— Start of RECORDS FOR THE EXERCISE —

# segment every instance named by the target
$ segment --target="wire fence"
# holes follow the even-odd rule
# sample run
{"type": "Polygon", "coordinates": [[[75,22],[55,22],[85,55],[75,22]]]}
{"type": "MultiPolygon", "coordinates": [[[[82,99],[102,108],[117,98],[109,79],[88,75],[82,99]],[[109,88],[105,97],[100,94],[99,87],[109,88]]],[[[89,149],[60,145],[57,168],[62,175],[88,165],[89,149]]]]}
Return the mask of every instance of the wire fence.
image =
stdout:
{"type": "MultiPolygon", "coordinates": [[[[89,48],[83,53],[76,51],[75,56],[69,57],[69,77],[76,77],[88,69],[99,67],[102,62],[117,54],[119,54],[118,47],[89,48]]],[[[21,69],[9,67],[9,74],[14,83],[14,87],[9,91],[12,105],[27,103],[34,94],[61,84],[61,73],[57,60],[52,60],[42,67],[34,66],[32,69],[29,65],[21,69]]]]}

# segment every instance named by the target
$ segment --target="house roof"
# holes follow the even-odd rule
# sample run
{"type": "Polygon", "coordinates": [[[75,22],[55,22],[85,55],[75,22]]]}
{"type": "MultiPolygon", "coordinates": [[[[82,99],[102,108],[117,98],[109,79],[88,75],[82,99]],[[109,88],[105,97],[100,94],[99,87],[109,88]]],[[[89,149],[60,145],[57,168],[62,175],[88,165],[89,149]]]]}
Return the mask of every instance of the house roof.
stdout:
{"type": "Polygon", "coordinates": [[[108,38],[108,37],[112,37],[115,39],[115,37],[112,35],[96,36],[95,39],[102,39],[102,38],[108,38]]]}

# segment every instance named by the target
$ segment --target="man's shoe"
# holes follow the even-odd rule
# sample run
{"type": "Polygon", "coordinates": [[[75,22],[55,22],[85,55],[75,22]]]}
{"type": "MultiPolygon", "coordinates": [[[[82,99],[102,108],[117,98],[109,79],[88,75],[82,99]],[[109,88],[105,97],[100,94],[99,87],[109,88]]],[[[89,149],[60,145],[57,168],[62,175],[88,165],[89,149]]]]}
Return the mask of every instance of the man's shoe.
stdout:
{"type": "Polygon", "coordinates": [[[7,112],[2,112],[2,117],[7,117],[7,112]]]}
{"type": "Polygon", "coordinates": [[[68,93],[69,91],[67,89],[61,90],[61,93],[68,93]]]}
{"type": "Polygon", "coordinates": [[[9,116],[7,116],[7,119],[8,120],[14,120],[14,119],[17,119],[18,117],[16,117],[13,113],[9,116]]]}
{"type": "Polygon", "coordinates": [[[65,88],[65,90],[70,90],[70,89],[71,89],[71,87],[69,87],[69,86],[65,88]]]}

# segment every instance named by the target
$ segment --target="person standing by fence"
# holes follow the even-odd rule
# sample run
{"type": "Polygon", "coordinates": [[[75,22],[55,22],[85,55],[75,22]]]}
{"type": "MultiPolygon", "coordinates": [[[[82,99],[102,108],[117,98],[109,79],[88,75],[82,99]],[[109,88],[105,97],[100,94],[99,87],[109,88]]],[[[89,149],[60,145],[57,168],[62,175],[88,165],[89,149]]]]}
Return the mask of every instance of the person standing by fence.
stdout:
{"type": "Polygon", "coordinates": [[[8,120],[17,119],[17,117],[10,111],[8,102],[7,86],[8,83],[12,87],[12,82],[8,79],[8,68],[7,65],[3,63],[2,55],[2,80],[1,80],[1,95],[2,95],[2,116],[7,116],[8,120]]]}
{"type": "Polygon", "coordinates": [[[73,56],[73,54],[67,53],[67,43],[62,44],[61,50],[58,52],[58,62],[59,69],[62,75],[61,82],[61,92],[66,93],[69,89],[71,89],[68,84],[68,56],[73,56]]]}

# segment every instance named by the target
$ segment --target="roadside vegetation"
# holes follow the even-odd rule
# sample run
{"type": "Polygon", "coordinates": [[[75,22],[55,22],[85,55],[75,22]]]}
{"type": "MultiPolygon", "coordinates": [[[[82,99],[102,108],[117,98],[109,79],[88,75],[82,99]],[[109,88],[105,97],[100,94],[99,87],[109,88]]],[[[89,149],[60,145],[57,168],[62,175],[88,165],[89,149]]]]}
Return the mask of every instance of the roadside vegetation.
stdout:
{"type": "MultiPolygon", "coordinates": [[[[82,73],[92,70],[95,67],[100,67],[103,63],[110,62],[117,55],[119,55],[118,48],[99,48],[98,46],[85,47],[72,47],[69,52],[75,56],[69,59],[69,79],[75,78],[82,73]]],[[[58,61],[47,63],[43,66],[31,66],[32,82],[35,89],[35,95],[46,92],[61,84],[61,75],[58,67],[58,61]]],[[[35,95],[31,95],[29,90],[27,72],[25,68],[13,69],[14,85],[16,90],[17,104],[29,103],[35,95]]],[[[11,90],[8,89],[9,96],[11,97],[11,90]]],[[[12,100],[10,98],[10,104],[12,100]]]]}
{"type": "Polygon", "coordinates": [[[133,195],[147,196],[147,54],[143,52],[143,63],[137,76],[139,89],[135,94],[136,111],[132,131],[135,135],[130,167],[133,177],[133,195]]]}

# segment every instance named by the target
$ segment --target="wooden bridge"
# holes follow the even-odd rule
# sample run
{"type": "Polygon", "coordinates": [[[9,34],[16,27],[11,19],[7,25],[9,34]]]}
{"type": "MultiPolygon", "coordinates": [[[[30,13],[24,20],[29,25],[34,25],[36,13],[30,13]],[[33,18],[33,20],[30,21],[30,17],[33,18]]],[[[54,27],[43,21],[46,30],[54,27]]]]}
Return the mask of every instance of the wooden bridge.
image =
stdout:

— End of RECORDS FOR THE EXERCISE —

SHORT PROBLEM: Write out the full set of records exactly as given.

TASK ANSWER:
# segment every instance named by the target
$ segment --target="wire fence"
# holes follow the even-odd rule
# sample run
{"type": "Polygon", "coordinates": [[[75,22],[55,22],[85,55],[75,22]]]}
{"type": "MultiPolygon", "coordinates": [[[[82,99],[102,108],[117,98],[109,79],[88,75],[82,99]],[[109,88],[105,97],[100,94],[99,87],[109,88]]],[[[89,149],[60,145],[57,168],[62,175],[88,165],[89,149]]]]}
Return the mask of every instance of the wire fence.
image =
stdout:
{"type": "MultiPolygon", "coordinates": [[[[89,48],[83,53],[76,51],[75,56],[69,57],[69,77],[76,77],[88,69],[99,67],[102,62],[117,54],[119,54],[118,47],[89,48]]],[[[21,69],[9,67],[9,74],[14,83],[14,87],[9,91],[12,105],[27,103],[34,94],[61,84],[61,73],[57,60],[52,60],[42,67],[34,66],[32,69],[29,65],[21,69]]]]}

# segment every instance named by the target
$ segment --target="house roof"
# holes follow the even-odd rule
# sample run
{"type": "Polygon", "coordinates": [[[75,22],[55,22],[85,55],[75,22]]]}
{"type": "MultiPolygon", "coordinates": [[[[82,99],[102,108],[117,98],[109,79],[88,75],[82,99]],[[109,88],[105,97],[100,94],[99,87],[109,88]]],[[[89,149],[60,145],[57,168],[62,175],[88,165],[89,149]]]]}
Return the mask of every instance of the house roof.
stdout:
{"type": "Polygon", "coordinates": [[[108,38],[108,37],[112,37],[115,39],[115,37],[112,35],[96,36],[95,39],[102,39],[102,38],[108,38]]]}

# segment every instance named by the target
$ segment --target="man's shoe"
# holes follow the even-odd rule
# sample run
{"type": "Polygon", "coordinates": [[[75,22],[55,22],[85,55],[75,22]]]}
{"type": "MultiPolygon", "coordinates": [[[[82,99],[102,108],[117,98],[109,79],[88,75],[82,99]],[[109,88],[105,97],[100,94],[99,87],[109,88]]],[[[89,149],[60,145],[57,168],[62,175],[88,165],[89,149]]]]}
Return the mask of every instance of the man's shoe.
stdout:
{"type": "Polygon", "coordinates": [[[7,112],[2,112],[2,117],[7,117],[7,112]]]}
{"type": "Polygon", "coordinates": [[[68,93],[69,91],[67,89],[61,90],[61,93],[68,93]]]}
{"type": "Polygon", "coordinates": [[[9,116],[7,116],[7,119],[8,120],[14,120],[14,119],[17,119],[18,117],[16,117],[13,113],[9,116]]]}
{"type": "Polygon", "coordinates": [[[65,88],[65,90],[70,90],[70,89],[71,89],[71,87],[69,87],[69,86],[65,88]]]}

# segment every instance named by the target
$ segment --target="person standing by fence"
# holes follow the even-odd rule
# sample run
{"type": "Polygon", "coordinates": [[[75,22],[55,22],[85,55],[75,22]]]}
{"type": "MultiPolygon", "coordinates": [[[[82,99],[102,108],[117,98],[109,79],[88,75],[82,99]],[[109,88],[105,97],[100,94],[99,87],[109,88]]],[[[89,149],[60,145],[57,168],[62,175],[88,165],[89,149]]]]}
Return the mask of every instance of the person standing by fence.
stdout:
{"type": "Polygon", "coordinates": [[[8,120],[17,119],[17,117],[10,111],[8,102],[7,86],[8,83],[12,87],[12,82],[8,79],[8,68],[7,65],[3,63],[2,55],[2,80],[1,80],[1,95],[2,95],[2,116],[7,116],[8,120]]]}
{"type": "Polygon", "coordinates": [[[73,56],[73,54],[67,53],[67,43],[62,44],[61,50],[58,52],[58,62],[59,69],[62,75],[61,82],[61,92],[66,93],[69,89],[71,89],[68,84],[68,56],[73,56]]]}

# segment every instance named by the target
$ segment --target="roadside vegetation"
# holes follow the even-odd rule
# sample run
{"type": "Polygon", "coordinates": [[[75,22],[55,22],[85,55],[75,22]]]}
{"type": "MultiPolygon", "coordinates": [[[[82,99],[102,108],[117,98],[109,79],[88,75],[82,99]],[[109,88],[105,97],[100,94],[99,87],[109,88]]],[[[89,149],[60,145],[57,168],[62,175],[88,165],[89,149]]]]}
Return the mask of every instance of the roadside vegetation.
stdout:
{"type": "MultiPolygon", "coordinates": [[[[82,73],[92,70],[95,67],[100,67],[103,63],[110,62],[117,55],[119,55],[118,48],[99,48],[98,46],[85,47],[72,47],[69,52],[75,56],[69,59],[69,79],[75,78],[82,73]]],[[[58,61],[47,63],[43,66],[31,66],[32,82],[35,89],[35,95],[46,92],[61,84],[61,75],[58,67],[58,61]]],[[[35,95],[31,95],[29,90],[27,72],[25,68],[13,69],[14,85],[16,90],[17,104],[29,103],[35,95]]],[[[11,90],[8,89],[9,96],[11,97],[11,90]]],[[[12,100],[10,98],[10,104],[12,100]]]]}
{"type": "Polygon", "coordinates": [[[133,195],[147,196],[147,54],[143,52],[143,63],[137,76],[139,89],[135,94],[136,111],[132,131],[135,135],[130,167],[133,177],[133,195]]]}

# segment every instance named by the target
$ segment --target="wooden bridge"
# holes follow the even-odd rule
# sample run
{"type": "Polygon", "coordinates": [[[9,34],[16,27],[11,19],[7,25],[9,34]]]}
{"type": "MultiPolygon", "coordinates": [[[[30,13],[24,20],[29,25],[34,25],[36,13],[30,13]],[[33,18],[33,20],[30,21],[30,17],[33,18]]],[[[54,27],[43,21],[46,30],[54,27]]]]}
Return the mask of every instance of the wooden bridge.
image =
stdout:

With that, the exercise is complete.